Problem statement = Copy out the records below with every "soldier" swapped for "guard". Leave everything else unchanged.

Labeled-object pointing records =
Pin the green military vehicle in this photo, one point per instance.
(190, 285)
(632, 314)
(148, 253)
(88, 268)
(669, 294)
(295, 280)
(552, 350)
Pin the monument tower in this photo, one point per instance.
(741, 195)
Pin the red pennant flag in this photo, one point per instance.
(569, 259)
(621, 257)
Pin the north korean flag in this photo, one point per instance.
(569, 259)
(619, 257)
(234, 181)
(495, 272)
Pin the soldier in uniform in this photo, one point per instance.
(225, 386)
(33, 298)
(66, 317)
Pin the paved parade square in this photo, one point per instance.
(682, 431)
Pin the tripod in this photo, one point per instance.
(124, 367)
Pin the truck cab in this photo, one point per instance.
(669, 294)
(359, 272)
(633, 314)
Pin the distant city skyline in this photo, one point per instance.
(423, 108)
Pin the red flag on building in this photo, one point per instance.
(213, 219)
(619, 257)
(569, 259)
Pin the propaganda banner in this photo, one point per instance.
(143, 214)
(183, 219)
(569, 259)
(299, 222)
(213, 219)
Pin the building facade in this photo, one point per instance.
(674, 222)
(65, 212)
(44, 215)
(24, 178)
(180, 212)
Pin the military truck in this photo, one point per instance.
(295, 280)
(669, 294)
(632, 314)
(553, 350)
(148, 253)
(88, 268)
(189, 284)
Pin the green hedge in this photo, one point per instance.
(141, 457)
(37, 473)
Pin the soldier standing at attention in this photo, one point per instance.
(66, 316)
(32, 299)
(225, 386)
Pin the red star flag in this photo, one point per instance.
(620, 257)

Written answer =
Pin the green military vehicle in this photo, one point per instance.
(190, 285)
(632, 314)
(148, 253)
(88, 268)
(669, 294)
(295, 280)
(552, 350)
Pin the monument tower in this photo, one point per instance.
(741, 195)
Pin the red pennant flag in this photo, one point per instance.
(569, 259)
(621, 257)
Pin the north korean flag in this photo, one point per instance.
(569, 259)
(619, 257)
(234, 181)
(495, 272)
Pin the guard in uniform in this photo, one point per instance.
(225, 386)
(33, 298)
(66, 317)
Pin the paved parade square in this photo, one point per instance.
(682, 431)
Pin the tripod in this photo, one point per instance.
(124, 367)
Pin the truck cab in this photo, one point per instance.
(669, 294)
(359, 272)
(633, 314)
Pin the distant city skyline in this photo, one point per instance.
(423, 108)
Pin the red flag on building in this photo, one point per instance.
(213, 219)
(619, 257)
(569, 259)
Pin the propaganda banner in this photo, one point per instance.
(143, 214)
(183, 219)
(569, 259)
(299, 222)
(213, 219)
Pin the building facade in this photo, one point per instance.
(674, 222)
(65, 212)
(44, 215)
(24, 178)
(180, 212)
Pin the military truck in this photo, one point per instance.
(295, 280)
(669, 294)
(632, 314)
(553, 350)
(148, 253)
(88, 268)
(189, 284)
Pin the green hedge in this photo, one point per instance.
(141, 457)
(37, 473)
Pin the guard standing at attention in this photo, one point per instance.
(66, 316)
(32, 299)
(225, 386)
Pin the red star flag in this photo, one point per instance.
(620, 257)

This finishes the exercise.